Estratto fornito:
Come nasce il “matrimonio” con David Beckham?
«C’era un’idea strategica: cercavamo di focalizzare il portafoglio su una posizione di mercato tra i 150-200 euro. Ho incontrato Beckham a Londra 4 anni fa ed è nato il percorso: ci crede, è molto impegnato nelle collezioni, rispetta la parola. Un mese fa ha approvato lui le nuove collezioni, dopo ore di confronto sui dettagli».
Su che cosa si basa la sfida con le altre company per i brand in licenza?
«Le fashion house guardano la capacità di disegnare collezioni. È fondamentale. Ecco perché torniamo al discorso iniziale: come Safilo ce ne sono pochi, abbiamo un team bravissimo. Da poco abbiamo preso Etro, una collezione bellissima. Il secondo punto di forza è la distribuzione che riusciamo ad assicurare. Abbiamo nostri team in 40 Paesi, non ci sono molti produttori di occhialeria con questa forza: Sudafrica, Messico, Honk Kong».
Come sfruttate l’IA?
«Stiamo spingendo moltissimo, assumendo giovani “su misura”. L’IA ci sta permettendo di fare in pochi minuti cose per le quali servivano mesi. La velocità è tutto: ci farà fare la differenza».
Quanto tempo passa tra l'intuizione di un trend e la produzione?
«Oggi stiamo lavorando sulle collezioni gennaio 2026. Il cuore delle risorse è a Padova, ma abbiamo design studio a New York, Portland per lo sportwear e Hong Kong dove è importante avere le “antenne”. Poi abbiamo team che ad esempio fanno solo analisi sui trend dei colori».
Come cambiano i dipendenti del gruppo?
«Dobbiamo conservare e costruire il gruppo di persone che fanno lo sviluppo e il disegno delle collezioni. È e sarà sempre il core. Il resto dell’azienda sarà sempre più digitale nel senso di essere in grado di cambiare in continuazione il modo di lavorare. Non tanto come sistema ma come persone. Meno formalismi, più flessibilità. La capacità di reagire è quasi più importante della capacità di pianificare».
Avete spinto molto sullo smart working: necessità, convenienza od opzione revocabile? Quali i pro e i contro?

Istruzione operativa: Puoi ricopiare parola per parola, dall'intervista su Safilo, il tratto che va da "Su che cosa" fino a "Come sfruttate l’IA?"?

Dati registrati:
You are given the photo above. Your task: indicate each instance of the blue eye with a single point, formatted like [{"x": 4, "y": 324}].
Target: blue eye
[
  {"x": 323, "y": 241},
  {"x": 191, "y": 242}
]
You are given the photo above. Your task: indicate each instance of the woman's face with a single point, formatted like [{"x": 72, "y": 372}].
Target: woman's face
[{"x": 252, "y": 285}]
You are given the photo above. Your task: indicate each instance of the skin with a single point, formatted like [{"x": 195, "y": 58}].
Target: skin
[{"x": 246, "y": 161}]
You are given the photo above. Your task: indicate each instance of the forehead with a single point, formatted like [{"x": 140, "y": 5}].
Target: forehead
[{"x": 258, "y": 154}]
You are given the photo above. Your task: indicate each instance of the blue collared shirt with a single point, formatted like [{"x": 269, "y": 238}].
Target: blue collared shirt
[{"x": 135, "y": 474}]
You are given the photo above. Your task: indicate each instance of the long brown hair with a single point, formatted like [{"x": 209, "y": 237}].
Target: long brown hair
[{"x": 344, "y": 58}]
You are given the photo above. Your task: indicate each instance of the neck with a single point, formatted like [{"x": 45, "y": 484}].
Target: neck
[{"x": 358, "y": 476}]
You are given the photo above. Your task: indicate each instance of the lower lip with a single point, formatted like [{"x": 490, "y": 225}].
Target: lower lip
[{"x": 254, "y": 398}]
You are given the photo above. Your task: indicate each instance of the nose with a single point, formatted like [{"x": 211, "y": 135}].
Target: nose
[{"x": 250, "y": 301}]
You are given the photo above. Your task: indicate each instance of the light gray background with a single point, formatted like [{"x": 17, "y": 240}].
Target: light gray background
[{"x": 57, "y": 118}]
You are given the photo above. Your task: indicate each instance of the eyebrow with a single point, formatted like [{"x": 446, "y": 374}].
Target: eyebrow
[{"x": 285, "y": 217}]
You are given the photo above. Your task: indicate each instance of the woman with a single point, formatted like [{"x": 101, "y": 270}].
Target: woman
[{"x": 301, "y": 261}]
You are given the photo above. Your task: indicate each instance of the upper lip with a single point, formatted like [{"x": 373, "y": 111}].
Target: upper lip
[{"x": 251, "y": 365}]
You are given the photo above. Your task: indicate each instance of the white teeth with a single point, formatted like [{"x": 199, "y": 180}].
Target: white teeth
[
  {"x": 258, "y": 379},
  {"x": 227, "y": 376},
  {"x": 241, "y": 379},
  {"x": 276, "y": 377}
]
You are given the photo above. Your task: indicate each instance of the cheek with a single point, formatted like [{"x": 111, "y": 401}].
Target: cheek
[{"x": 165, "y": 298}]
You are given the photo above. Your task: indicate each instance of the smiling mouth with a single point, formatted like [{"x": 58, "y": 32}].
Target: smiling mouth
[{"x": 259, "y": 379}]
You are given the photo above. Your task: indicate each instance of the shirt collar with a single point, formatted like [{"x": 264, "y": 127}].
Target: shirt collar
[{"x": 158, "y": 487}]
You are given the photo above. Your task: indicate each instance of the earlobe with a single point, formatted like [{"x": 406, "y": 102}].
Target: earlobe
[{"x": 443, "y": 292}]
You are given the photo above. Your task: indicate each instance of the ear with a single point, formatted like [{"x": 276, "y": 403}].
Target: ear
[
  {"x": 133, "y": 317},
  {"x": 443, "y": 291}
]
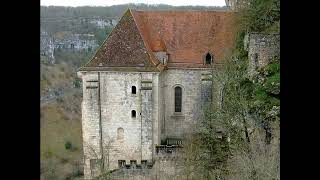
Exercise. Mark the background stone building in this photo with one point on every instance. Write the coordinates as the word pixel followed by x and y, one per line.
pixel 147 84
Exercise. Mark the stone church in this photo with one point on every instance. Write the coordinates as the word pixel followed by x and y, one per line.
pixel 147 84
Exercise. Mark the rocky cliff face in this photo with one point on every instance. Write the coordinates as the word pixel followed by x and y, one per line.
pixel 65 40
pixel 76 42
pixel 47 46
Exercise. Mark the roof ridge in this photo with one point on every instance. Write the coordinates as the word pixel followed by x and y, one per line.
pixel 157 64
pixel 105 40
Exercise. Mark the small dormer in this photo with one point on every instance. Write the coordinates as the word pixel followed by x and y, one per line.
pixel 162 56
pixel 208 58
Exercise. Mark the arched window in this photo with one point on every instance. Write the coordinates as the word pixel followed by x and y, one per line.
pixel 177 99
pixel 209 58
pixel 133 113
pixel 120 133
pixel 133 90
pixel 256 62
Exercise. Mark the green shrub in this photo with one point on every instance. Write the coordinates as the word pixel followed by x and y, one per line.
pixel 68 145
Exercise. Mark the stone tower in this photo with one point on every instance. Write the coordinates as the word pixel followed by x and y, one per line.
pixel 146 86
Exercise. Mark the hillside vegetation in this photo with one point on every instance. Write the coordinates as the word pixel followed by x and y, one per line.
pixel 249 117
pixel 61 93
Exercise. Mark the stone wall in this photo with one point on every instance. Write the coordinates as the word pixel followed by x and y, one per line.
pixel 138 134
pixel 194 90
pixel 261 49
pixel 107 107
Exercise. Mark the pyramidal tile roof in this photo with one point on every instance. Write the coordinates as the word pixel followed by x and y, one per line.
pixel 186 36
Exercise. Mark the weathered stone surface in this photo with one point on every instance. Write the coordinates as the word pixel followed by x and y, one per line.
pixel 155 117
pixel 261 49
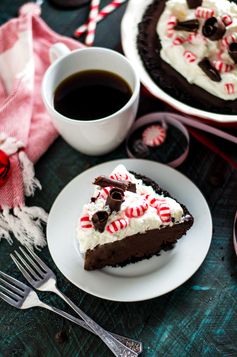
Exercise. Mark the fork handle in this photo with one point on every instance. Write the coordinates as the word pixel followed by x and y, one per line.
pixel 136 346
pixel 114 345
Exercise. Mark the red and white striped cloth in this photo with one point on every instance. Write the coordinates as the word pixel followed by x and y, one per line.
pixel 108 9
pixel 94 10
pixel 24 58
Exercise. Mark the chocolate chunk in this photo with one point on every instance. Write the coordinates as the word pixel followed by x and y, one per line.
pixel 214 29
pixel 209 70
pixel 192 4
pixel 104 181
pixel 99 220
pixel 189 25
pixel 115 199
pixel 140 149
pixel 233 51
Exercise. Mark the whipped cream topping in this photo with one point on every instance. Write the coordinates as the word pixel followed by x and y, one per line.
pixel 184 50
pixel 89 238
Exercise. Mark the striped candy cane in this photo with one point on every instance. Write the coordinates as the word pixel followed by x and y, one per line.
pixel 102 14
pixel 227 40
pixel 230 88
pixel 94 10
pixel 179 40
pixel 117 225
pixel 223 67
pixel 85 222
pixel 227 20
pixel 118 176
pixel 204 13
pixel 189 56
pixel 172 21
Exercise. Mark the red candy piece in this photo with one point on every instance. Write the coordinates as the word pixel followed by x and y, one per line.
pixel 164 212
pixel 230 88
pixel 4 167
pixel 85 222
pixel 136 211
pixel 227 20
pixel 117 225
pixel 204 13
pixel 154 135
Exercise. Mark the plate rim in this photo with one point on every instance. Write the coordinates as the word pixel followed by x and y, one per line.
pixel 128 49
pixel 134 299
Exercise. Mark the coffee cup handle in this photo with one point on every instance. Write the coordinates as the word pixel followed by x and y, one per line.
pixel 58 50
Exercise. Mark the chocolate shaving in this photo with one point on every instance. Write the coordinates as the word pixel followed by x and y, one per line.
pixel 192 4
pixel 115 199
pixel 233 51
pixel 214 29
pixel 209 70
pixel 189 25
pixel 104 181
pixel 99 220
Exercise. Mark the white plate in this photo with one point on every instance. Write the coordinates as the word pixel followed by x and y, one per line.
pixel 129 30
pixel 146 279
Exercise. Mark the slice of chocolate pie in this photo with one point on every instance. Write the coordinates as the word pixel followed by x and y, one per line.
pixel 129 218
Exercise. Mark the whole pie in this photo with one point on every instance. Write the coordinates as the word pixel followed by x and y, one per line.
pixel 189 48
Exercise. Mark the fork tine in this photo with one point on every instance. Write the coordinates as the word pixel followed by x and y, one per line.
pixel 21 268
pixel 7 299
pixel 39 261
pixel 13 280
pixel 12 287
pixel 10 293
pixel 35 274
pixel 37 268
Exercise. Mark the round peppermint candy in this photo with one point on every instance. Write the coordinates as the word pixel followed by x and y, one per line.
pixel 154 135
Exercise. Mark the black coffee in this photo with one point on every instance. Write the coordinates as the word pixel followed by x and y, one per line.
pixel 90 95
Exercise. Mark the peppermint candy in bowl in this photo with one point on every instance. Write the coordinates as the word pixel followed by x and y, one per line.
pixel 158 137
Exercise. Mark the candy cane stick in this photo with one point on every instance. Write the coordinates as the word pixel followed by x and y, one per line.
pixel 102 14
pixel 94 10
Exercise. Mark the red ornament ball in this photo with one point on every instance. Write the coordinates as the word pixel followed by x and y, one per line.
pixel 4 167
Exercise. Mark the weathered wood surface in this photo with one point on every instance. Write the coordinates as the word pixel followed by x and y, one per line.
pixel 197 319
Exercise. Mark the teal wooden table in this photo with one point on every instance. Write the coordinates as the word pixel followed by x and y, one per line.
pixel 197 319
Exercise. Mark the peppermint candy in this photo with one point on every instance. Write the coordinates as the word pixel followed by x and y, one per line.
pixel 227 40
pixel 118 176
pixel 164 212
pixel 85 222
pixel 136 211
pixel 204 13
pixel 223 67
pixel 117 225
pixel 179 40
pixel 172 21
pixel 104 192
pixel 189 56
pixel 154 201
pixel 154 135
pixel 230 88
pixel 227 20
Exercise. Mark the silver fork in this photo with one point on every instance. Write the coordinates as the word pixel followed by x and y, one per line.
pixel 21 296
pixel 41 277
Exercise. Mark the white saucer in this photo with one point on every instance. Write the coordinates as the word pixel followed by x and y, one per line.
pixel 146 279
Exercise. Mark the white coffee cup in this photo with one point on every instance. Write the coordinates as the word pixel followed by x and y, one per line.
pixel 98 136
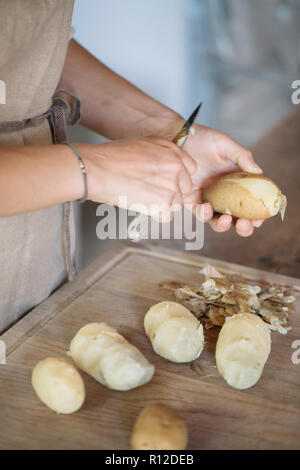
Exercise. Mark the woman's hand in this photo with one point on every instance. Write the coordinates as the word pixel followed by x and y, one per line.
pixel 215 154
pixel 152 172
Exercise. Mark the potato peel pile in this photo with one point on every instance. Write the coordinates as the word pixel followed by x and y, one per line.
pixel 220 296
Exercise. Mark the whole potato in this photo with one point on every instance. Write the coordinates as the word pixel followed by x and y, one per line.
pixel 245 195
pixel 175 333
pixel 159 428
pixel 58 385
pixel 243 347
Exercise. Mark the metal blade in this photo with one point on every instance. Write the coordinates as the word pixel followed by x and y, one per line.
pixel 182 135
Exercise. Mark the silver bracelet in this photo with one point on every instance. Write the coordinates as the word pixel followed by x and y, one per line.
pixel 83 170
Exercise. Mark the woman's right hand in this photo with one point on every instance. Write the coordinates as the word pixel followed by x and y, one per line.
pixel 151 171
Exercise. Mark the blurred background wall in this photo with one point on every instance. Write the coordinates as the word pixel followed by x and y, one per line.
pixel 237 56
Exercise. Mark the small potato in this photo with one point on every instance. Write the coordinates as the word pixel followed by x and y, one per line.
pixel 102 352
pixel 159 428
pixel 243 347
pixel 58 385
pixel 175 333
pixel 245 195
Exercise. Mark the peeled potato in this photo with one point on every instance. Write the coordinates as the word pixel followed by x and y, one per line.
pixel 59 385
pixel 245 195
pixel 102 352
pixel 159 428
pixel 175 333
pixel 243 347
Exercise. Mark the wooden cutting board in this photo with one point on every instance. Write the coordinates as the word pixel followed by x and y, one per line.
pixel 118 288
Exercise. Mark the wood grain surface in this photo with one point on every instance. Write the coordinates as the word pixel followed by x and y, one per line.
pixel 118 288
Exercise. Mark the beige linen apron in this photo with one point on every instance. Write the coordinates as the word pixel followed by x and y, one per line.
pixel 34 36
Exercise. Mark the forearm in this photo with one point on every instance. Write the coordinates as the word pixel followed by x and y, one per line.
pixel 110 105
pixel 35 177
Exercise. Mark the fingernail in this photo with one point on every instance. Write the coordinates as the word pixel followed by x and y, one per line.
pixel 224 223
pixel 256 168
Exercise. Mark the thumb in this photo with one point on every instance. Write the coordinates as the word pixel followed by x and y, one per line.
pixel 238 154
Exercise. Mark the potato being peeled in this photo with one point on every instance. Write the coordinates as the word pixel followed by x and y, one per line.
pixel 58 385
pixel 245 195
pixel 159 428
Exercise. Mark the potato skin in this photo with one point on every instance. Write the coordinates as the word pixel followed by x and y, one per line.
pixel 244 195
pixel 58 385
pixel 159 428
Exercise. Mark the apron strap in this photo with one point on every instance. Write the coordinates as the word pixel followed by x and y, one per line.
pixel 64 111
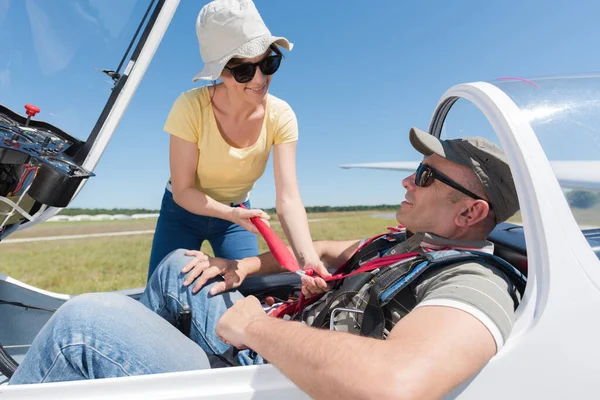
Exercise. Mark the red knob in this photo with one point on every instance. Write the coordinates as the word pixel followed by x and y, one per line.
pixel 269 301
pixel 31 110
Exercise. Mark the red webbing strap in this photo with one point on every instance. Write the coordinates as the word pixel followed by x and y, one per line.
pixel 279 250
pixel 302 303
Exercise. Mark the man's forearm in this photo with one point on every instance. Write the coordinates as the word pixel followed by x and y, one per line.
pixel 325 364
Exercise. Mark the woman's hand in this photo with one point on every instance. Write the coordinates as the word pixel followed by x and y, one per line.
pixel 241 216
pixel 203 268
pixel 313 285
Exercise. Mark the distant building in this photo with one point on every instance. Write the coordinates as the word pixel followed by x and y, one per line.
pixel 144 216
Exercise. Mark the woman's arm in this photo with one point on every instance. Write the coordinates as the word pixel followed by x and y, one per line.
pixel 184 161
pixel 290 209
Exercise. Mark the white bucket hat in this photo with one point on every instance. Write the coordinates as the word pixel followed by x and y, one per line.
pixel 231 28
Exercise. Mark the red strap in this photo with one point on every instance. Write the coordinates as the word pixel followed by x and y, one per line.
pixel 276 245
pixel 374 264
pixel 302 303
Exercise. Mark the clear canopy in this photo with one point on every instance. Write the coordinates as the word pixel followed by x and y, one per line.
pixel 53 52
pixel 564 112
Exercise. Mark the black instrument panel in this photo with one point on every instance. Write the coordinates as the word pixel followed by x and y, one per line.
pixel 28 145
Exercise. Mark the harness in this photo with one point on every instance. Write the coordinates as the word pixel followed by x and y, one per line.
pixel 374 289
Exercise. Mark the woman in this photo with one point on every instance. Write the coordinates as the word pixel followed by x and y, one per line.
pixel 221 137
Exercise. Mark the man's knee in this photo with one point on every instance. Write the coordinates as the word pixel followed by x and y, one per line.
pixel 84 309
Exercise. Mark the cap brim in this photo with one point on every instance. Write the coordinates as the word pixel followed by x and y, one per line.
pixel 254 48
pixel 426 143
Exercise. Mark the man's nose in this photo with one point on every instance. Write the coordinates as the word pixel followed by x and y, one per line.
pixel 259 78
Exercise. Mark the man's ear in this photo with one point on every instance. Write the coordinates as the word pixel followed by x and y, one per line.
pixel 474 212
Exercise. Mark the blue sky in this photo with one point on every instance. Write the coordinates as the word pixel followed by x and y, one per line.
pixel 360 75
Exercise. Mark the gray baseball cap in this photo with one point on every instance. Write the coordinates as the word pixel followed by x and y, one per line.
pixel 486 160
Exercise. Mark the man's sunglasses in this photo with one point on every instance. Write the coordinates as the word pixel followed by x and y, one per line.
pixel 244 73
pixel 425 176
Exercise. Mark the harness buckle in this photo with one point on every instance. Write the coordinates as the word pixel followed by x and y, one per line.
pixel 340 309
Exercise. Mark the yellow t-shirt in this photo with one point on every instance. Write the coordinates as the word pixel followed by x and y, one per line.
pixel 225 173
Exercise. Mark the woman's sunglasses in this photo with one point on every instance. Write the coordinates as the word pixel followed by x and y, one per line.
pixel 244 73
pixel 425 176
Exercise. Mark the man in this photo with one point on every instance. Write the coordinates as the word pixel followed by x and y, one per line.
pixel 460 316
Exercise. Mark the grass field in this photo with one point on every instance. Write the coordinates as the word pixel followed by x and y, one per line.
pixel 112 263
pixel 76 266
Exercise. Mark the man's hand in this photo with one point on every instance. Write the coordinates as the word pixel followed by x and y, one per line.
pixel 315 284
pixel 202 268
pixel 232 325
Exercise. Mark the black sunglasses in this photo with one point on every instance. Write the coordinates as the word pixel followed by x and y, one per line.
pixel 425 176
pixel 244 73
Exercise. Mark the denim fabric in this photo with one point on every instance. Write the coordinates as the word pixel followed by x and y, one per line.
pixel 166 295
pixel 178 228
pixel 104 335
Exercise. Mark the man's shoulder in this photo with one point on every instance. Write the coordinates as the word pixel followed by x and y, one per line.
pixel 479 288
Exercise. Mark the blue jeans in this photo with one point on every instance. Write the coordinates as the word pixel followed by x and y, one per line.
pixel 104 335
pixel 178 228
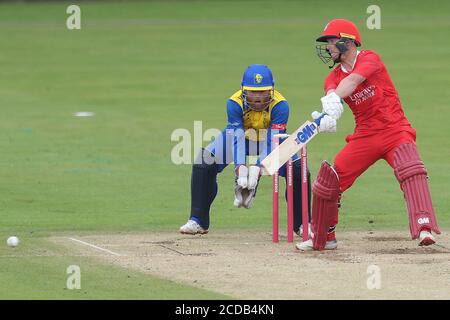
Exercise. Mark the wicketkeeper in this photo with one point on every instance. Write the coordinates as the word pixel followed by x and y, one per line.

Spazio risposta:
Su che cosa si basa la sfida con le altre company per i brand in licenza?
«Le fashion house guardano la capacità di disegnare collezioni. È fondamentale. Ecco perché torniamo al discorso iniziale: come Safilo ce ne sono pochi, abbiamo un team bravissimo. Da poco abbiamo preso Etro, una collezione bellissima. Il secondo punto di forza è la distribuzione che riusciamo ad assicurare. Abbiamo nostri team in 40 Paesi, non ci sono molti produttori di occhialeria con questa forza: Sudafrica, Messico, Honk Kong».
Come sfruttate l’IA?